■ PASSAGE TO READ
Introduction

I’ve seen a lot of product development processes over the years, and as with most things, it’s important to take what works for your organization, and leave what doesn’t work.  These processes go by different names, mainly various combinations of the words Product Development Lifecycle (PLC or PDLC).  There are also a common thread through most product development models, and this article assumes that the reader has a basic understanding of the general five steps of product development:

Great work has been done on fine-tuning the details of the PDLC, but it has always bothered me that there is not one universal model for software product development that fits two main criteria:

• Specific enough so that it gives real and practical guidance for product managers and organizations on how to design and develop good product.
• General enough so that it can be applied to all different types of software development methodologies (Agile, Waterfall, Spiral, etc.)

And that is what I set out to do in this article.

A universal model for software product development – first draft

So, here is what I have come up with so far.  I hope that this initial attempt at a universal model for software product development can generate some discussion on what works and what doesn’t, what’s missing, how it can be refined, etc.  Below the illustration I go into more detail on each aspect of the model (click to enlarge).

There are a few assumptions that are important to note about this model:

• Regardless of the development methodology, representatives from Product, Marketing, Business, Design, and Engineering should be involved to some extent in each step, all the way to the writing of the technical specifications, after which it largely becomes an Engineering and Product effort.

(Source data)

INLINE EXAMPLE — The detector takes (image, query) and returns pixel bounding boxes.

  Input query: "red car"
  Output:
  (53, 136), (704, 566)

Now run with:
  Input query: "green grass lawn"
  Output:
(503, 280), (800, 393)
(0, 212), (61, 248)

■ DIRECTIVE 1
According to the product development article, representatives from which areas should be involved in each step of the model?
■ DIRECTIVE 2
Transcribe the portion of the product development article that starts with the words containing "So, here is" and ends with "(click to enlarge).".
Rely only on the product development article for what comes next.

■ RESPONSE 1
Product, Marketing, Business, Design, and Engineering.

■ RESPONSE 2
So, here is what I have come up with so far.  I hope that this initial attempt at a universal model for software product development can generate some discussion on what works and what doesn’t, what’s missing, how it can be refined, etc.  Below the illustration I go into more detail on each aspect of the model (click to enlarge).